(Records from a data collection)
+---+
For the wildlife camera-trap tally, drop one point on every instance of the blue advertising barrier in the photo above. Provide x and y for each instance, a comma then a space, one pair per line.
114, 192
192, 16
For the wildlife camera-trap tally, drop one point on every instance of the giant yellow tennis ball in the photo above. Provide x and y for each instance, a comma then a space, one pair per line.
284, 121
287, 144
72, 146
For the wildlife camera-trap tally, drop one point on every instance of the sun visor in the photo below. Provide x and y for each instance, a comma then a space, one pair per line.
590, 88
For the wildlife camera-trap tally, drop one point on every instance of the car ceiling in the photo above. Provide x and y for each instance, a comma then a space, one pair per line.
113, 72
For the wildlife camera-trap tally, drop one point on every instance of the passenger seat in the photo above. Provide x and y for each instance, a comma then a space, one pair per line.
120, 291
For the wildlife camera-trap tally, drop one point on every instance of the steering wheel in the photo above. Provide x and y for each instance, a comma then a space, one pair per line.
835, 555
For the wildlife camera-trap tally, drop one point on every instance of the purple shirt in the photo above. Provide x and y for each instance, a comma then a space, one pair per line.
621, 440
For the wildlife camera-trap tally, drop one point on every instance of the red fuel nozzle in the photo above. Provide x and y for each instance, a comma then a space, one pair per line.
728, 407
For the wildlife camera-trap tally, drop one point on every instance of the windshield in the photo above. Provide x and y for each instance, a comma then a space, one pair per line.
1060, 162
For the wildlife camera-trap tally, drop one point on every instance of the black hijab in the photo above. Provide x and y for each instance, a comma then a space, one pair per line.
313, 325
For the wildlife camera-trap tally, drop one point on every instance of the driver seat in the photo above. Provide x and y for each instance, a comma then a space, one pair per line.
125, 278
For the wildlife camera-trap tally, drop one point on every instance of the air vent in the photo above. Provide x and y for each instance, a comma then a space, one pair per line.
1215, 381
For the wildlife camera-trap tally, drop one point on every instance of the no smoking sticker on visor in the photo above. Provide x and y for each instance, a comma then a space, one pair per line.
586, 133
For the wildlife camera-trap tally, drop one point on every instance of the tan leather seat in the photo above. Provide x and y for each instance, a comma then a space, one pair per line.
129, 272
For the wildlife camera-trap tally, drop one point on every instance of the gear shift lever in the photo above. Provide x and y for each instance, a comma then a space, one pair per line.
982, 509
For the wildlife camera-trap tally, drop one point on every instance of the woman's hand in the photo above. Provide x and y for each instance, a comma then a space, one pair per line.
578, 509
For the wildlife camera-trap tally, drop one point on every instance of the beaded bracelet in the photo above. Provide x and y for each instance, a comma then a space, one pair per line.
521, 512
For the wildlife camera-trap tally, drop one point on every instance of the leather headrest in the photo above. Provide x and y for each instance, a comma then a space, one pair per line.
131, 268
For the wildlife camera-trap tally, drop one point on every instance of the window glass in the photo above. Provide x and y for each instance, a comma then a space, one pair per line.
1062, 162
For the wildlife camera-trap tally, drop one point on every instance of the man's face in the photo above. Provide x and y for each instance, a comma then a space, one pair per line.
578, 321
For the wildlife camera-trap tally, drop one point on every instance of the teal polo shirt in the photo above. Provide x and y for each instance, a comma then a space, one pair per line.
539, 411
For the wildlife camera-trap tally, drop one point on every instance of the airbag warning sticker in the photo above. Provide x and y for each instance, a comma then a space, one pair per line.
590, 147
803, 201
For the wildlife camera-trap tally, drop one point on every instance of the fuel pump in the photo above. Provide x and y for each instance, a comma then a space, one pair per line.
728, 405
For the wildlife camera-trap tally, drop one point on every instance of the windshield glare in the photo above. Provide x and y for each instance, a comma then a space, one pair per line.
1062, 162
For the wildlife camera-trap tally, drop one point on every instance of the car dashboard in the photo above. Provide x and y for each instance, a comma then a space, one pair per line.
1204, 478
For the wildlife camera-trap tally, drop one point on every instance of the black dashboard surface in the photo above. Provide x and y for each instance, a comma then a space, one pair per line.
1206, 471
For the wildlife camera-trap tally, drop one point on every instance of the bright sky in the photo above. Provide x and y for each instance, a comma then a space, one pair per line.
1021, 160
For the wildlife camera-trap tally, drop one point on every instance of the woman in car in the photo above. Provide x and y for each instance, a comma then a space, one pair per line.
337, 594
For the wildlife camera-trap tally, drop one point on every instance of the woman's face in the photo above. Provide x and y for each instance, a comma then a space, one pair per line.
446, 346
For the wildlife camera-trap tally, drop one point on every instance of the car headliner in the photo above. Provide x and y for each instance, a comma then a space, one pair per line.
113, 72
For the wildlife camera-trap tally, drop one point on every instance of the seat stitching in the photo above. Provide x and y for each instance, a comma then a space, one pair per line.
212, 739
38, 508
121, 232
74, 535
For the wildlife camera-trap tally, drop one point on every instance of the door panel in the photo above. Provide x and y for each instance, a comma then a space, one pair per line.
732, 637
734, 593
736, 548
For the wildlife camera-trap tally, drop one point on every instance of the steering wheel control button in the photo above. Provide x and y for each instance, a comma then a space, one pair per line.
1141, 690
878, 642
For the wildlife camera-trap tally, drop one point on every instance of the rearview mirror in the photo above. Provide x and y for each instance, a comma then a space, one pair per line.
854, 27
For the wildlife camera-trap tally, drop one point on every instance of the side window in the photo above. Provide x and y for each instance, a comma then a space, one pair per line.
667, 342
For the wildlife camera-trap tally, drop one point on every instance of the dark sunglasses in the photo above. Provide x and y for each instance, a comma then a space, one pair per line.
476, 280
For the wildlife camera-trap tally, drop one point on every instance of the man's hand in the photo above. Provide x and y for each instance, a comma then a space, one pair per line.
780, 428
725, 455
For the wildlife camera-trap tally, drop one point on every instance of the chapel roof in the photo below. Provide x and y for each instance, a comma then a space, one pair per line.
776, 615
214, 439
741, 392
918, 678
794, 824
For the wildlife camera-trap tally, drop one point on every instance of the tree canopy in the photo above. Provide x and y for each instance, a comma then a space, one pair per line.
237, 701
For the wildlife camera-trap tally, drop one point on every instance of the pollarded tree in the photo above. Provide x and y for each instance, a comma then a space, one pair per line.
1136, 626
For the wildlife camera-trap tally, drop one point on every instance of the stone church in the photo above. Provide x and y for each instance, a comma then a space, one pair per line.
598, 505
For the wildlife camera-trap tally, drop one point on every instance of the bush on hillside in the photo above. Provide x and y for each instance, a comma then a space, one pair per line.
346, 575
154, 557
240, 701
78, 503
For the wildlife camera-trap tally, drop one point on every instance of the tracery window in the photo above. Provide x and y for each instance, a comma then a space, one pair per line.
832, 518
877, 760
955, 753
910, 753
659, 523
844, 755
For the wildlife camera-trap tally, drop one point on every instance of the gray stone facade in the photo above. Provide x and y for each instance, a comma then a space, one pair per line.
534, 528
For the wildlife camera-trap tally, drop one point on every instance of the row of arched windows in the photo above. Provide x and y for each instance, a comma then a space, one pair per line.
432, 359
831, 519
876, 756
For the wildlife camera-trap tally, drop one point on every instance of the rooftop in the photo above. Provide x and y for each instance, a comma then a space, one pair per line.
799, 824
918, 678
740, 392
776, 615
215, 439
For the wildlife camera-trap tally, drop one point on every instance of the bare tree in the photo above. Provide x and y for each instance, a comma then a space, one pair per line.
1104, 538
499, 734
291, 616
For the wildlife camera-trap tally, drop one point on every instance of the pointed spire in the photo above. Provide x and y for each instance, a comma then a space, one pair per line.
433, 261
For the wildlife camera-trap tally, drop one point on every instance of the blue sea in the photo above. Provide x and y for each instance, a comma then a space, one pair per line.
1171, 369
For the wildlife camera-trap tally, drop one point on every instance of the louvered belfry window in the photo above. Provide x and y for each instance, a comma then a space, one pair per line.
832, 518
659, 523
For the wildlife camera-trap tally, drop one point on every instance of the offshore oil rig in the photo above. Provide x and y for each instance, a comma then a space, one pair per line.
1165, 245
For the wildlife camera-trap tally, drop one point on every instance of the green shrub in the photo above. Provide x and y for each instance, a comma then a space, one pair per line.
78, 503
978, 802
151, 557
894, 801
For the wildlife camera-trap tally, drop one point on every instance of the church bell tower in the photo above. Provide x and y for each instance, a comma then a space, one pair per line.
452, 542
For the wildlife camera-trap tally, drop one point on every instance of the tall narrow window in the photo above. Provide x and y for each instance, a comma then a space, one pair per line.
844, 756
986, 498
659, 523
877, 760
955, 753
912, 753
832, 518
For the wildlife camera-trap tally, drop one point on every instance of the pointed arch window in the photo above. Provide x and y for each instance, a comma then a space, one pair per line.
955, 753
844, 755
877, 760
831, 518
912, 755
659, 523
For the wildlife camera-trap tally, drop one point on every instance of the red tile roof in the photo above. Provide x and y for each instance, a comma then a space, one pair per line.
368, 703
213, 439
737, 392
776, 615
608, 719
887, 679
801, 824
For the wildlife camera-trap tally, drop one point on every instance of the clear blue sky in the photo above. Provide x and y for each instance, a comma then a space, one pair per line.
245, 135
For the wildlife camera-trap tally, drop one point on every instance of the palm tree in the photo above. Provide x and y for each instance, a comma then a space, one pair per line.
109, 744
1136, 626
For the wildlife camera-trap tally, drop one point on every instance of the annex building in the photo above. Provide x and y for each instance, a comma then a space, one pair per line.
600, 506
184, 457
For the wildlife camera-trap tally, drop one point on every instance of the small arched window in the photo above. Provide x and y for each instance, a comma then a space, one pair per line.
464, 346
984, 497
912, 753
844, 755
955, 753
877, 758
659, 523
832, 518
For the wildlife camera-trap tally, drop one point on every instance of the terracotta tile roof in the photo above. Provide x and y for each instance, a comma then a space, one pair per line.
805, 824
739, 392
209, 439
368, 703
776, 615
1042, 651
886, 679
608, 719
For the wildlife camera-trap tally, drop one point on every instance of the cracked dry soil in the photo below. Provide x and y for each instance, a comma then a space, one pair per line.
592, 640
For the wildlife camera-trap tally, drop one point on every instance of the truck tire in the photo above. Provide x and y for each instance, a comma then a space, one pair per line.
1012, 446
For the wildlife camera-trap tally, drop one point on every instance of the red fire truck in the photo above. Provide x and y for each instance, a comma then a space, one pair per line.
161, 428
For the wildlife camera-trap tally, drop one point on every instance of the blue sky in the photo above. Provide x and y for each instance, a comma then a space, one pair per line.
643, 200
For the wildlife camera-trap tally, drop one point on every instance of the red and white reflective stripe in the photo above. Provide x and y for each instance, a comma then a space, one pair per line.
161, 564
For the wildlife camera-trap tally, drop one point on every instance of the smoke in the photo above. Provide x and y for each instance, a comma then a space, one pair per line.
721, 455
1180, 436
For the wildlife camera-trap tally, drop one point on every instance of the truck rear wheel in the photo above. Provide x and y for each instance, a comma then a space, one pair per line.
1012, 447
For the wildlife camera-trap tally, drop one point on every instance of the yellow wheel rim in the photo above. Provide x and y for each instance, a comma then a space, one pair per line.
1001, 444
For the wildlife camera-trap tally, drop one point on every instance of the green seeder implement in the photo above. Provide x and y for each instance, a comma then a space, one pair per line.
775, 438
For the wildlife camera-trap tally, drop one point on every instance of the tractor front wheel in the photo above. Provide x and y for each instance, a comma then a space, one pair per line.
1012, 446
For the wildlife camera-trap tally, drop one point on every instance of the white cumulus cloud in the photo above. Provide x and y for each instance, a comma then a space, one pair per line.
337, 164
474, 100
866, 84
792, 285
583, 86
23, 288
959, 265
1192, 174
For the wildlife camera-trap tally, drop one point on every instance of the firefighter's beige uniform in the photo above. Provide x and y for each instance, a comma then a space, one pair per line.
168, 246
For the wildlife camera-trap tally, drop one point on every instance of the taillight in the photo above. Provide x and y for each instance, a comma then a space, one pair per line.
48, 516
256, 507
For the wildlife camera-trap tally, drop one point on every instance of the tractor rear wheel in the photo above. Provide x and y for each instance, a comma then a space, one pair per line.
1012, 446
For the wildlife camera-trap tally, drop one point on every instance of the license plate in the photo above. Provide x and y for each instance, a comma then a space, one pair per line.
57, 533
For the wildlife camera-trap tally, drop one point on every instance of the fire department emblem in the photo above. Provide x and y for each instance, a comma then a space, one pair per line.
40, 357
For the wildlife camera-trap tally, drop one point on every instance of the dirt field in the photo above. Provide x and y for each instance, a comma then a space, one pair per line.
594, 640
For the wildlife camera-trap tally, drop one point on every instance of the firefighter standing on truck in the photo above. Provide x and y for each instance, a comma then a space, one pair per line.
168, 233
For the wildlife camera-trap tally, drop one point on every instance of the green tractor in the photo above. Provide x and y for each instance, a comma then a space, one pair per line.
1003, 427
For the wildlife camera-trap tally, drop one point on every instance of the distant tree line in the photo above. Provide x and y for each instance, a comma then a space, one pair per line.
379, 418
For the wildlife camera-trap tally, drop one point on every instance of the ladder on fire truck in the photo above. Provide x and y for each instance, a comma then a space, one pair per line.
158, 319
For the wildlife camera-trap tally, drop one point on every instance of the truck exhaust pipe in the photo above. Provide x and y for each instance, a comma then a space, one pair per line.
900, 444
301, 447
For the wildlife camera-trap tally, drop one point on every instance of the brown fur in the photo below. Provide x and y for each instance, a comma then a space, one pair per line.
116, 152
+---+
WHAT IS BEING ASKED: Find the line containing "of the distant" in the material above. Print it and every line after it through the end, exactly and only those.

THE OUTPUT:
For the wildlife camera-trap tally, drop one point on every instance of the distant tree line in the photo above. Provide x and y for each instance, a comma then a space, one pair per line.
379, 418
For the wildlife camera-trap tally, drop one point on every instance of the ladder on fire truck in the photo above. Provide x and y for each instance, a comma then a space, one pair per line.
158, 319
For the wildlife camera-trap tally, drop one point on every instance of the truck exhaust pipe in the photo above. Provide x and y for each instance, a comma then a space, one pair per line.
900, 444
301, 447
For the wildlife camera-trap tally, drop one point on every instance of the brown fur in the photo below. Provide x and y for each instance, a comma then a space, one pair per line.
116, 152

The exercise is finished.